Image point grounding data
————————

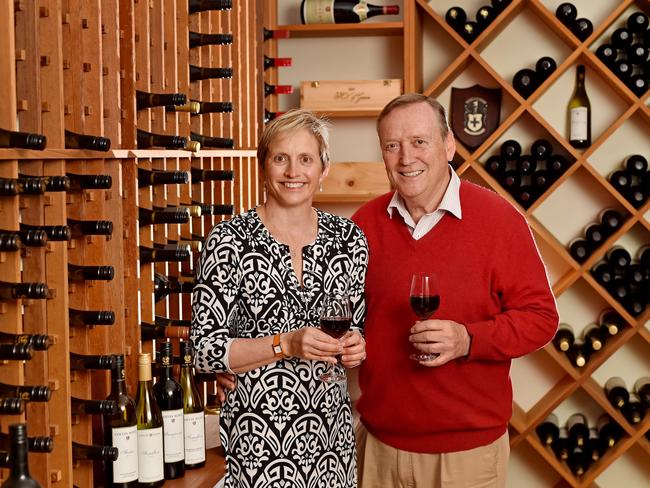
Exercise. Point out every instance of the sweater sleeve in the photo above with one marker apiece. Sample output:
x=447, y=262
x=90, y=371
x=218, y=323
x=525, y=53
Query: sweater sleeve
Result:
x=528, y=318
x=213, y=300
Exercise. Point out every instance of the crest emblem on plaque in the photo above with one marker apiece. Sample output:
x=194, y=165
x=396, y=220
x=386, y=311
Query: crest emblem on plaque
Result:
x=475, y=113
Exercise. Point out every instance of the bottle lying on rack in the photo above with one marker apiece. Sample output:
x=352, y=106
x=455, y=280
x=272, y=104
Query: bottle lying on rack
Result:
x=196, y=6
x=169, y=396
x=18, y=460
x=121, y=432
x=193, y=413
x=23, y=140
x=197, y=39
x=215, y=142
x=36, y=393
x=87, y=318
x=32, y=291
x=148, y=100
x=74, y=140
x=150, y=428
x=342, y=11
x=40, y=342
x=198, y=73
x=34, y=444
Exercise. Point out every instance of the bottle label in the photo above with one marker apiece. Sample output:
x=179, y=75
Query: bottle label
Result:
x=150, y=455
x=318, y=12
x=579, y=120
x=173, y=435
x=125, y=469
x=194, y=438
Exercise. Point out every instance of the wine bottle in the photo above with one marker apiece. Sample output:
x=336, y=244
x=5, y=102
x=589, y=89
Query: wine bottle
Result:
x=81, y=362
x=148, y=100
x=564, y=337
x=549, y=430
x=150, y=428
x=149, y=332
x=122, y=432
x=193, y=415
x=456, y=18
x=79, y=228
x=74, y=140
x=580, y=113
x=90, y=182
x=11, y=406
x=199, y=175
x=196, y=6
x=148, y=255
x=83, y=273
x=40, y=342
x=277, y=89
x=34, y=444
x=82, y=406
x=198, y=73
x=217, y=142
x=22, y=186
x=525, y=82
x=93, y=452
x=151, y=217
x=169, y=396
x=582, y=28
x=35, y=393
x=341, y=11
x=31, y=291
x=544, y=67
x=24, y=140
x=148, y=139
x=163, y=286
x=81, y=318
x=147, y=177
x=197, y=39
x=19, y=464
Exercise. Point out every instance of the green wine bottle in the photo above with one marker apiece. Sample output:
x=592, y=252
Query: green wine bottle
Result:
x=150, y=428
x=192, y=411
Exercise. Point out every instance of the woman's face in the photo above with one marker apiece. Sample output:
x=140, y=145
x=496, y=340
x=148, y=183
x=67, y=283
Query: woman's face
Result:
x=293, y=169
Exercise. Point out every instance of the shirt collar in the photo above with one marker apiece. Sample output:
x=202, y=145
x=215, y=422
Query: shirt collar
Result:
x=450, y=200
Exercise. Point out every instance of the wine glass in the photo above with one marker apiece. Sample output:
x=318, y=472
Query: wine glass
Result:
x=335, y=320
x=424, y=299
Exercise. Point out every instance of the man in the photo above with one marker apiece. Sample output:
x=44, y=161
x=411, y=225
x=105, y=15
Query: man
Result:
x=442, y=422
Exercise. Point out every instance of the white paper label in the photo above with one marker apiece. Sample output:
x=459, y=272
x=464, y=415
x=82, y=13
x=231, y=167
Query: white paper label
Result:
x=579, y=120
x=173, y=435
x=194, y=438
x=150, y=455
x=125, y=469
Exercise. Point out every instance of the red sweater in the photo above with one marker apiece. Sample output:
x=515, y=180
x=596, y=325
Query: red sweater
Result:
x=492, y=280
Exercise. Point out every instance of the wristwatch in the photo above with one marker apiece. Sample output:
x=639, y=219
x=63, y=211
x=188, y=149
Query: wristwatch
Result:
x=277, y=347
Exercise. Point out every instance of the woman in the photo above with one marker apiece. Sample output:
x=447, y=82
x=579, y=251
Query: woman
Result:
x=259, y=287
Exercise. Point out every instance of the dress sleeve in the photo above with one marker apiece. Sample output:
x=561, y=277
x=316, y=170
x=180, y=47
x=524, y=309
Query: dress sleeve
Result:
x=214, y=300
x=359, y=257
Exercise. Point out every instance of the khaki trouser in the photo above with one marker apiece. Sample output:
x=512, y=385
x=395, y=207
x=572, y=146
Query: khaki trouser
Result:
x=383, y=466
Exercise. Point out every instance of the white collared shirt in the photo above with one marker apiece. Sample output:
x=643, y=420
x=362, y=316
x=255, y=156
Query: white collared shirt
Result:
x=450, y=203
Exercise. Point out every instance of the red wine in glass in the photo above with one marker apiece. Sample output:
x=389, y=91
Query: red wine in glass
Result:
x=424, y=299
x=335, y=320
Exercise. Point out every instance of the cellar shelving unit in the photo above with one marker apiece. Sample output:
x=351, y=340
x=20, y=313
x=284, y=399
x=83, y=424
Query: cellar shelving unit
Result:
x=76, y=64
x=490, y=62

————————

WHAT TO DO: From the line containing "x=284, y=399" to the final line of the entries, print every line exactly and nothing else.

OUTPUT FOR THIS EXERCISE:
x=284, y=399
x=83, y=424
Query: cellar shelving unit
Result:
x=76, y=64
x=490, y=62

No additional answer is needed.